# YOUR ASSIGNMENT:
Filter the entries that follow, copying every line in which the word "train" appears.

(Records excerpted from a collection)
··········
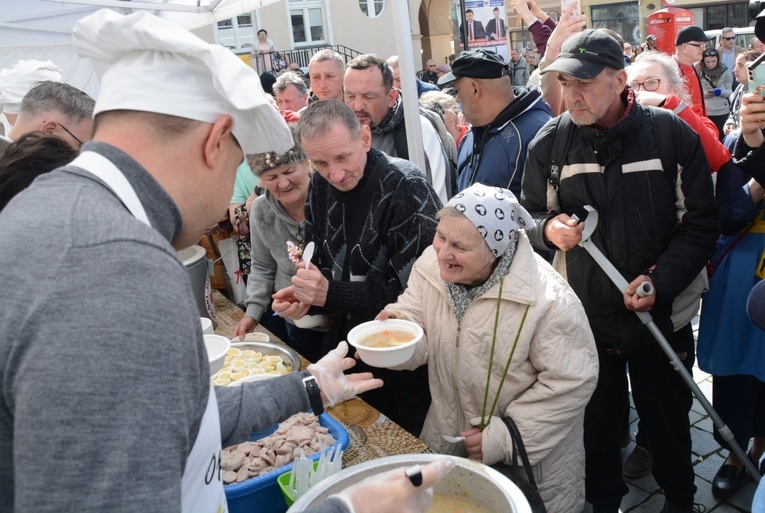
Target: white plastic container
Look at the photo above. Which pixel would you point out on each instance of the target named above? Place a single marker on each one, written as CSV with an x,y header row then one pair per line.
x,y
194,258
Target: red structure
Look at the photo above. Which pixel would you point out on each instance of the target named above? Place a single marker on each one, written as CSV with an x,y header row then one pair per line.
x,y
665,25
··········
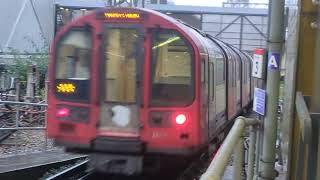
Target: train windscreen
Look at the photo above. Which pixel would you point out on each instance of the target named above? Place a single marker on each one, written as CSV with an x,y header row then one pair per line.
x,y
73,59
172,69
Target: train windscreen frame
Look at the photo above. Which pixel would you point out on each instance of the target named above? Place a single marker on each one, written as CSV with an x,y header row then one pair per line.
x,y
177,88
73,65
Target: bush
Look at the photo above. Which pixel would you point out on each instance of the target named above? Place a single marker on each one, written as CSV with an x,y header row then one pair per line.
··········
# SOLUTION TO THE EXERCISE:
Target: train windscreen
Target: train windscreen frame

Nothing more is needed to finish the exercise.